▶ JOB
Rewrite the records from the beginning through the line containing "[123,96,204,218]", putting "uniform top" wherever "jersey" appears and leaving everything else unchanged. Omit the pictures from your answer.

▶ SUPPLIED MATERIAL
◆ ◆ ◆ ◆ ◆

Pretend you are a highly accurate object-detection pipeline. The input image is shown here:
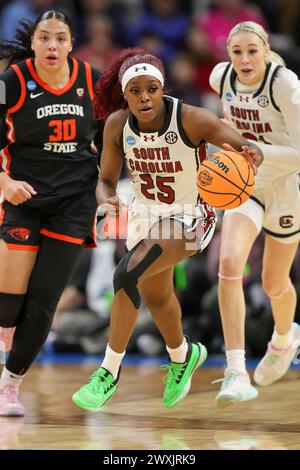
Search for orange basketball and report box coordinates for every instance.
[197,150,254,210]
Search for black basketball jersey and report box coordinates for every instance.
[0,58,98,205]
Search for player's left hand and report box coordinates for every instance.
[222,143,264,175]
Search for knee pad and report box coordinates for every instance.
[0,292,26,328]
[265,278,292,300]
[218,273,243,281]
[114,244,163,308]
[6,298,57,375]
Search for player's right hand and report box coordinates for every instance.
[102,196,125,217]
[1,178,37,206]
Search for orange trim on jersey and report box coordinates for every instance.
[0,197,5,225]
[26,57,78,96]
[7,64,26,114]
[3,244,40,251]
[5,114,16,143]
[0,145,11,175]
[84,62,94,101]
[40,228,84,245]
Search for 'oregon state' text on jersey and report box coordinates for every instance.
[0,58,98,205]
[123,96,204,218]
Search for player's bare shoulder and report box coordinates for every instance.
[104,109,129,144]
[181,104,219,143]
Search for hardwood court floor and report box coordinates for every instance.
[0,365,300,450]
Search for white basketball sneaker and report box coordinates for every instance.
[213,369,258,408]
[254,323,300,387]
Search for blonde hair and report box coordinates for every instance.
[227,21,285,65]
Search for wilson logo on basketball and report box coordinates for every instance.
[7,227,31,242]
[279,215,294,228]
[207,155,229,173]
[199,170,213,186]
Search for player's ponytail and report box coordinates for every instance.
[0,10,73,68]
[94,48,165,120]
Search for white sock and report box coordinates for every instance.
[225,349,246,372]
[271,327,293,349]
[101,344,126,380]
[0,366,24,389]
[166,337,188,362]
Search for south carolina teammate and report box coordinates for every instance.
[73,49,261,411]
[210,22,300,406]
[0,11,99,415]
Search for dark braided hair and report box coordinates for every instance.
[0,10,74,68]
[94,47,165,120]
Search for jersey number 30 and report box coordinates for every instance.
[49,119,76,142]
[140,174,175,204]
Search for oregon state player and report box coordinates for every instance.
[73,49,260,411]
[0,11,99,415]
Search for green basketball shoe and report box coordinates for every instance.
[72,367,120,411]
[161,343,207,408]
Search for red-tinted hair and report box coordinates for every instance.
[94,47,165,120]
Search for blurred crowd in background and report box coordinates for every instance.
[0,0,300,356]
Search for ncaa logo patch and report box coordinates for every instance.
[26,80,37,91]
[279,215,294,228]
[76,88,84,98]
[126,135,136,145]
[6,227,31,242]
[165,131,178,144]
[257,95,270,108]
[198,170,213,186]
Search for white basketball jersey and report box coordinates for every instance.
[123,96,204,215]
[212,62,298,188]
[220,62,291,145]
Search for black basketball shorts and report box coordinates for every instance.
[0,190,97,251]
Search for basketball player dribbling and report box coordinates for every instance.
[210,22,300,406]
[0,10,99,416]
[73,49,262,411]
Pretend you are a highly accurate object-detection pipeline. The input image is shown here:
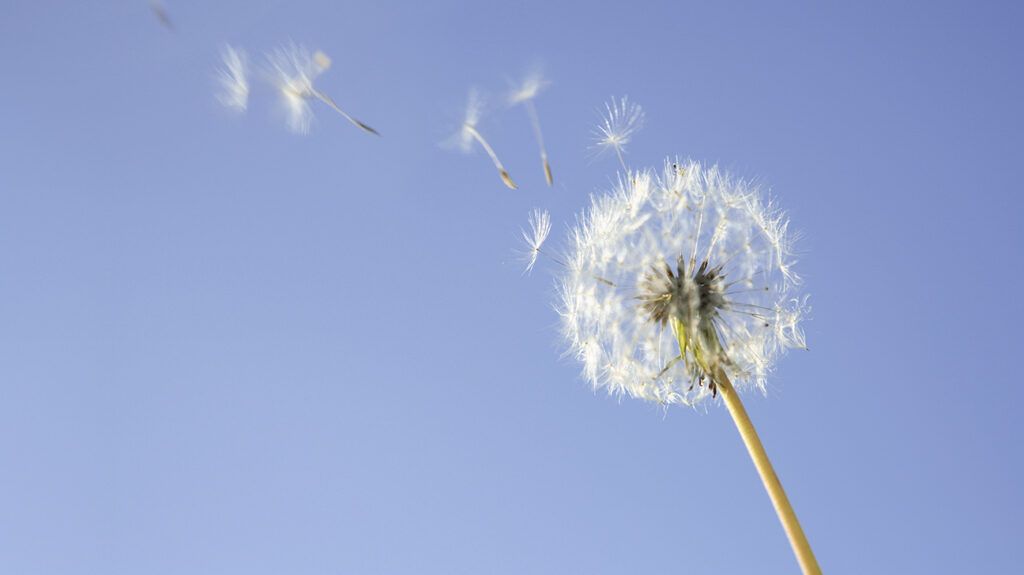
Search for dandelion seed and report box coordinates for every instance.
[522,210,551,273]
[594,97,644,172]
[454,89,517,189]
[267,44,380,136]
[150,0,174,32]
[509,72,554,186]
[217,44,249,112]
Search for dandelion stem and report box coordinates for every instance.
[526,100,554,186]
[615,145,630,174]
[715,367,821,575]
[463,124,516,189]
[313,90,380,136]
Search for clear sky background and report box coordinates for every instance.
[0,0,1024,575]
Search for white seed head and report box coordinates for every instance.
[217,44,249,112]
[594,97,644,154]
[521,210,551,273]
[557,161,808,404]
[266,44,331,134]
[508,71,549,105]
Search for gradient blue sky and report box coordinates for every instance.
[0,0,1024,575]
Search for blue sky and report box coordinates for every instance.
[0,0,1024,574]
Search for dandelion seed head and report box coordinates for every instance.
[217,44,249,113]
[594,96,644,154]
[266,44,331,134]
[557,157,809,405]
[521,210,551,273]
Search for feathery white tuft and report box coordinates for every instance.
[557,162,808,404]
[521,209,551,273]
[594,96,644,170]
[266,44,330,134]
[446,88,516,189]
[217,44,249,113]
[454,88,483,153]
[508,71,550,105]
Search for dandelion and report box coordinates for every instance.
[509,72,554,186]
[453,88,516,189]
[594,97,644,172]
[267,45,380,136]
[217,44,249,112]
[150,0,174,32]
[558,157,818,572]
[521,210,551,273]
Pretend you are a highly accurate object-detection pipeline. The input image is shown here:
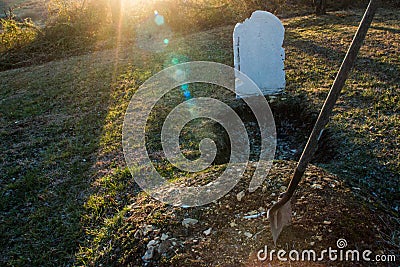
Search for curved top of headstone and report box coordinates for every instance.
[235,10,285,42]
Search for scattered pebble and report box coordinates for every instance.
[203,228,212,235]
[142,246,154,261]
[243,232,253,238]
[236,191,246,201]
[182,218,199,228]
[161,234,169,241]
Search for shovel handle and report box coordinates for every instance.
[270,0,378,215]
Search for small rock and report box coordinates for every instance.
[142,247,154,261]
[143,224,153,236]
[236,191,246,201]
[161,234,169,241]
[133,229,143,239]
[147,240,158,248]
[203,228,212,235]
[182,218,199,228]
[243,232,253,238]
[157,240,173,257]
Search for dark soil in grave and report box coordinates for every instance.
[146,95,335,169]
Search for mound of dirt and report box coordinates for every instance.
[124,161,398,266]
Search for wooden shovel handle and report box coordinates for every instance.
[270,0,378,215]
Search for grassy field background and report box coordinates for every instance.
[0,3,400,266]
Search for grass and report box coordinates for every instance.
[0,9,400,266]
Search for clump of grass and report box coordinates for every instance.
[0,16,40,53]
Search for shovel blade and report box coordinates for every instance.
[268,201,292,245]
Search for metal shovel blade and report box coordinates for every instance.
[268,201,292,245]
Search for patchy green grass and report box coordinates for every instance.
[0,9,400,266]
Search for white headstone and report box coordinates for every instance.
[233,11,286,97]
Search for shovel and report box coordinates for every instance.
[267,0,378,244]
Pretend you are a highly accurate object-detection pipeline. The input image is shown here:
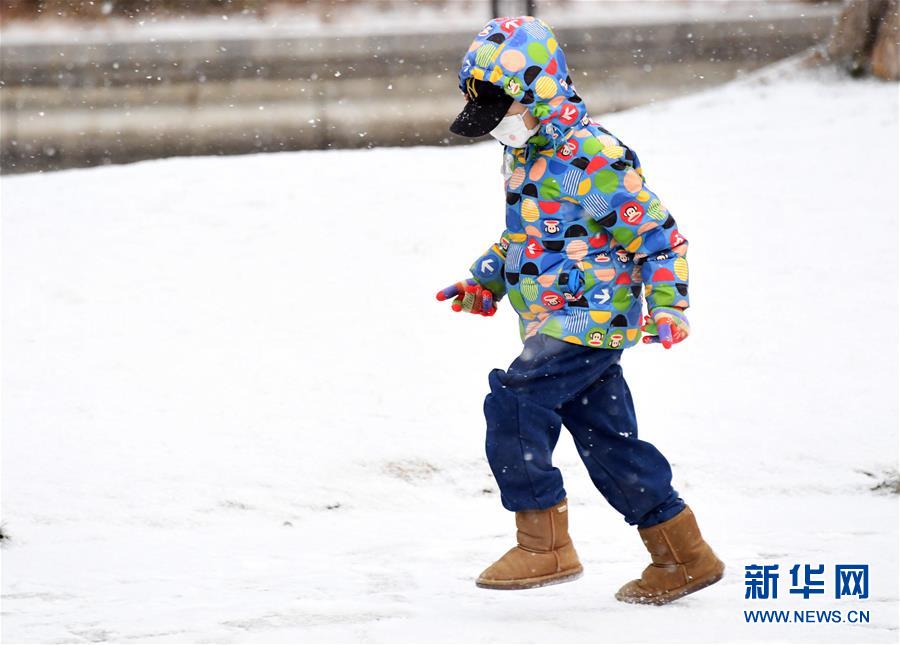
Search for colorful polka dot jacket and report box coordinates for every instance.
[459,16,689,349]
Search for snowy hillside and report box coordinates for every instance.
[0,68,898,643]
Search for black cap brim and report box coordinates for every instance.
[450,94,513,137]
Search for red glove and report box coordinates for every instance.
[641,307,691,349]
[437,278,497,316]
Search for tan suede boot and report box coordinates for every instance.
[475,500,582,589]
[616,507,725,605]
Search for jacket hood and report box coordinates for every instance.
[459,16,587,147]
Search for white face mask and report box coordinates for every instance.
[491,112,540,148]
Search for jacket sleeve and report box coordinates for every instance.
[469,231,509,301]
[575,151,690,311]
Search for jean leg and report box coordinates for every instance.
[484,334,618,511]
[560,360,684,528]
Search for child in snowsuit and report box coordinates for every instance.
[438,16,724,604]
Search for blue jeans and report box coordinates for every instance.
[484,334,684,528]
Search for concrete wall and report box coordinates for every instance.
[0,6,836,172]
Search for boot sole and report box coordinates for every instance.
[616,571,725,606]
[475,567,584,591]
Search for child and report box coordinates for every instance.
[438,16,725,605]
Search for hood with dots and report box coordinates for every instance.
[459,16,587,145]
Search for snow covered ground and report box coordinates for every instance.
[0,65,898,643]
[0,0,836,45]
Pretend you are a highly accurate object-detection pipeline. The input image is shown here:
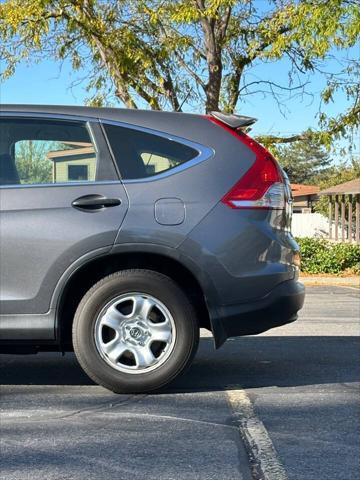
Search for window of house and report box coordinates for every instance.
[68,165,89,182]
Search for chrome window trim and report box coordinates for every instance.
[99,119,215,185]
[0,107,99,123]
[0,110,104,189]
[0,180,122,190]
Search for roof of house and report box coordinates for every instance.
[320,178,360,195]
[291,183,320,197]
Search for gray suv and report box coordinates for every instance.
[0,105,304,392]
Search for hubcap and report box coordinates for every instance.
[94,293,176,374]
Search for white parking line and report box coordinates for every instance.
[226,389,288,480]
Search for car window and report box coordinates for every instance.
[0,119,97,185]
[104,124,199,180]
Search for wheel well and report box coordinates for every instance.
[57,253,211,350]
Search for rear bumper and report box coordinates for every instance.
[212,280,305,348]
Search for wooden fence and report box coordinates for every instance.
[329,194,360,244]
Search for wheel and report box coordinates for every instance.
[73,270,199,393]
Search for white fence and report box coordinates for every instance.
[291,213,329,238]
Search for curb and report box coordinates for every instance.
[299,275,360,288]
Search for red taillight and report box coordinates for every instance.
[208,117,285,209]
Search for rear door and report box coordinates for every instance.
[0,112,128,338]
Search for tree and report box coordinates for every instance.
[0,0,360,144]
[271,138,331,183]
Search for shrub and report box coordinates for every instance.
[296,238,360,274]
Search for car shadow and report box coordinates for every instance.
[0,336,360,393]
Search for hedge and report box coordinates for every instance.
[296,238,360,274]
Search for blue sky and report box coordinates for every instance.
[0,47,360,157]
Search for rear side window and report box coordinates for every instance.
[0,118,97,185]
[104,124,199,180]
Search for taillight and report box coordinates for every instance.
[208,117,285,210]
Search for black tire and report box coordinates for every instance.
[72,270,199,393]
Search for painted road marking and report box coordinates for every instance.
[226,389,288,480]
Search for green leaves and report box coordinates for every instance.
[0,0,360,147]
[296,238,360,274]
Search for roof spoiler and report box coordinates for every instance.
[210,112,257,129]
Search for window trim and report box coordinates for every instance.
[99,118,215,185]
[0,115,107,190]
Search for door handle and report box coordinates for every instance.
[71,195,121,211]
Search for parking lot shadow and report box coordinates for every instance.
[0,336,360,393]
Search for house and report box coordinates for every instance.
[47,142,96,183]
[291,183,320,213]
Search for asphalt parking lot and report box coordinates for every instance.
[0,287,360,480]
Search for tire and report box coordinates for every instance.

◆ ◆ ◆ ◆ ◆

▶ RESULT FOR THIS TASK
Pretend you are a highly accurate object-detection pipeline. The input image is shown here:
Search for orange basketball and report box coordinates for every instance.
[197,150,254,210]
Search for black basketball uniform top and report box coordinates for every instance.
[0,58,98,205]
Search for player's left hand and report box coordinates for every instance.
[222,143,264,175]
Search for knee pad and report box coordinates for every instance.
[0,292,26,328]
[265,278,292,300]
[218,273,243,281]
[114,244,163,308]
[6,298,57,375]
Search for player's right hand and report box coordinates for every instance.
[102,196,125,217]
[1,178,37,206]
Search for orange trim on uniform top and report box coordinates for every instance.
[0,197,5,225]
[26,57,78,96]
[7,64,26,114]
[3,244,40,251]
[5,114,16,143]
[0,145,11,175]
[84,62,94,101]
[40,228,84,245]
Search for 'oregon state' text on uniform top and report box coordinates for every instance.
[0,58,98,205]
[123,96,204,218]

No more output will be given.